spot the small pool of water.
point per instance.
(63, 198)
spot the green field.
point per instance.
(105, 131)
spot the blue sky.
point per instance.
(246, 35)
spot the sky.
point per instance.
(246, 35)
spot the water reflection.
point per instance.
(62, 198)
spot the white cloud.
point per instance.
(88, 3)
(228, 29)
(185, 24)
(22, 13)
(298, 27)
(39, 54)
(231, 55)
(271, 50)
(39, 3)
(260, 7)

┄┄┄┄┄┄┄┄┄┄┄┄┄┄┄┄┄┄┄┄

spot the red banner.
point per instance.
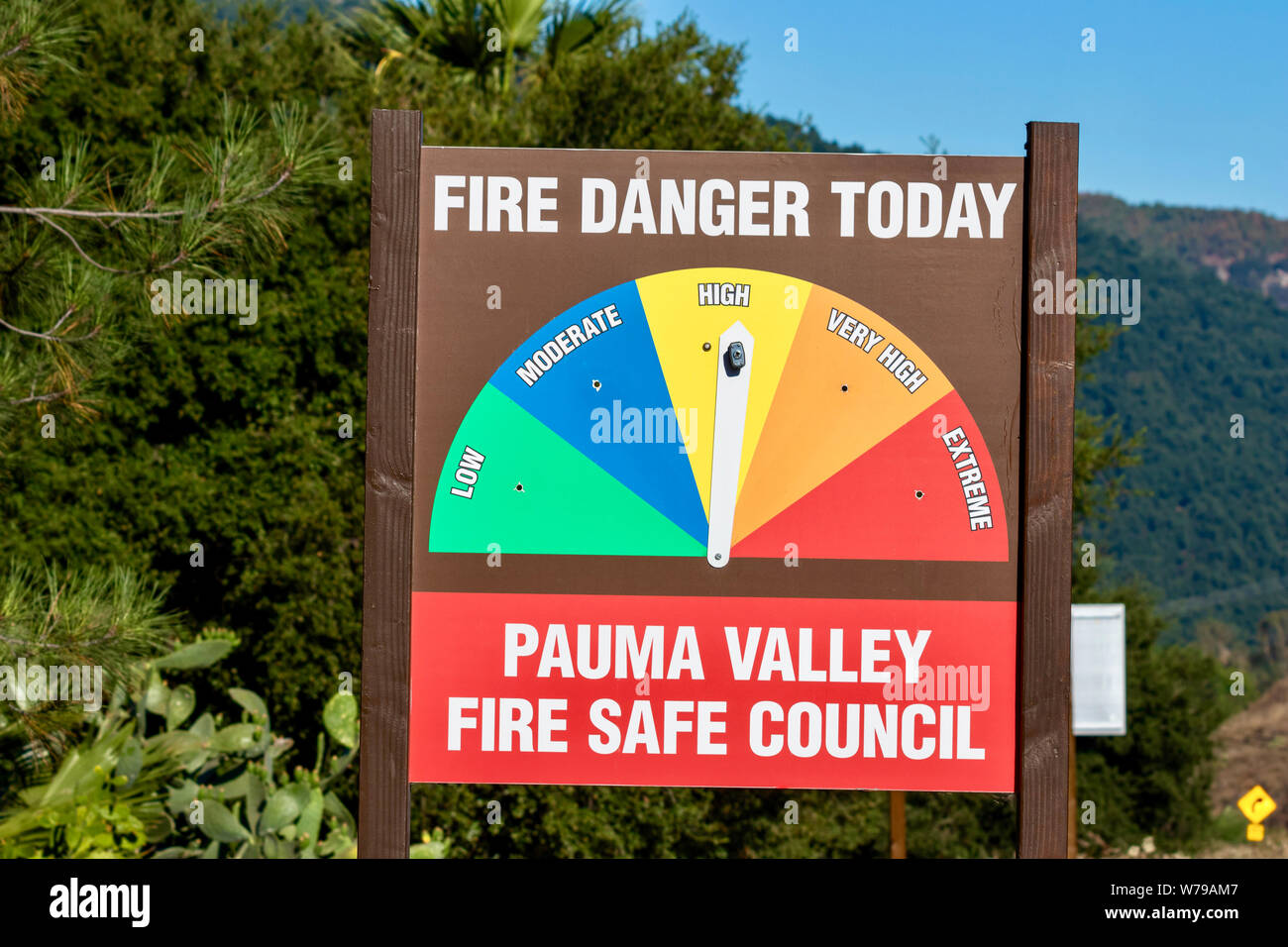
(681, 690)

┄┄┄┄┄┄┄┄┄┄┄┄┄┄┄┄┄┄┄┄

■ **Exercise requirements**: Pick out each line in the rows above that contains the word "spot", and copy those lines.

■ **Correct answer**:
spot the small pool of water.
spot the green field.
spot the blue sky.
spot the sky.
spot the water reflection.
spot the white cloud.
spot the red banner.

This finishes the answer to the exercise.